[Data for this task]
● ● ● ● ●

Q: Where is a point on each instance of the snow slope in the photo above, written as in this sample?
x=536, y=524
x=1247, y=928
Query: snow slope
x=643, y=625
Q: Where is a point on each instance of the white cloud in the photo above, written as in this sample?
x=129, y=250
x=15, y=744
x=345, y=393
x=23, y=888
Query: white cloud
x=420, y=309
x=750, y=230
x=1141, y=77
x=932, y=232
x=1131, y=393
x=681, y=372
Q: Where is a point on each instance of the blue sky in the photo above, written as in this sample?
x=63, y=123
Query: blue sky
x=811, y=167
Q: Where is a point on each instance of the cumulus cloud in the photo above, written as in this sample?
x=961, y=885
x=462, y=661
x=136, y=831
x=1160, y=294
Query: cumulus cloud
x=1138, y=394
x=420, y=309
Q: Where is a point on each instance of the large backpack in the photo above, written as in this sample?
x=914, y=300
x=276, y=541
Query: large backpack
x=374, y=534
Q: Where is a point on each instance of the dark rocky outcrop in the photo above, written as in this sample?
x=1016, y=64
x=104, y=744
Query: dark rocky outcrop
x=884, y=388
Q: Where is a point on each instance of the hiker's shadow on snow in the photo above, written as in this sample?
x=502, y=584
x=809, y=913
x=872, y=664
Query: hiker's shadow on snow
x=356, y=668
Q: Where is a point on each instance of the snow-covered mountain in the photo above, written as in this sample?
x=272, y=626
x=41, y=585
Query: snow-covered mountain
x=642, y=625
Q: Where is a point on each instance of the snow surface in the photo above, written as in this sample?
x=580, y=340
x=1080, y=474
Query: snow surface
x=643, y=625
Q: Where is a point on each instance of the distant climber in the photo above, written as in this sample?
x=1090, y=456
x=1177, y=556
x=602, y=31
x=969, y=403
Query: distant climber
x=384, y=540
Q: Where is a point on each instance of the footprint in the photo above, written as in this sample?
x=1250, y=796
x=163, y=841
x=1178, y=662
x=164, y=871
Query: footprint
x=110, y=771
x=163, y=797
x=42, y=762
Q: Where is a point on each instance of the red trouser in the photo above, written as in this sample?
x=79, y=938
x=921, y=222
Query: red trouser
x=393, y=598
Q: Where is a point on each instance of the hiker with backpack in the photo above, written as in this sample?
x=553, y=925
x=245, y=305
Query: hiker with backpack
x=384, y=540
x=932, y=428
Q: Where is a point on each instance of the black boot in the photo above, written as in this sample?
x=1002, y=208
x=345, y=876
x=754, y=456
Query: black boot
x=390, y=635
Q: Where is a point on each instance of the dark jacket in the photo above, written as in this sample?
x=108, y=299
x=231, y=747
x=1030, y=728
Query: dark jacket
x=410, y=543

● ● ● ● ●

[Aim] Rewrite the stretch of lines from the one containing "Q: Where is a point on each instance of the hiker's" through the one containing "x=642, y=625", requests included, multiplying every coordinate in the answers by 1.35 and rounding to whole numbers, with halves rounded up. Leave the numbers in the requests and their format samples as they are.

[The result]
Q: Where is a point on each instance of the hiker's shadow on snow in the photo above, written as in this sample?
x=502, y=584
x=809, y=913
x=872, y=664
Query: hiker's shadow on snow
x=481, y=902
Q: Where is a point on each instance of the snow-covered mountain in the photo above, written as in this sample?
x=272, y=626
x=41, y=585
Query: snow-covered mountain
x=867, y=844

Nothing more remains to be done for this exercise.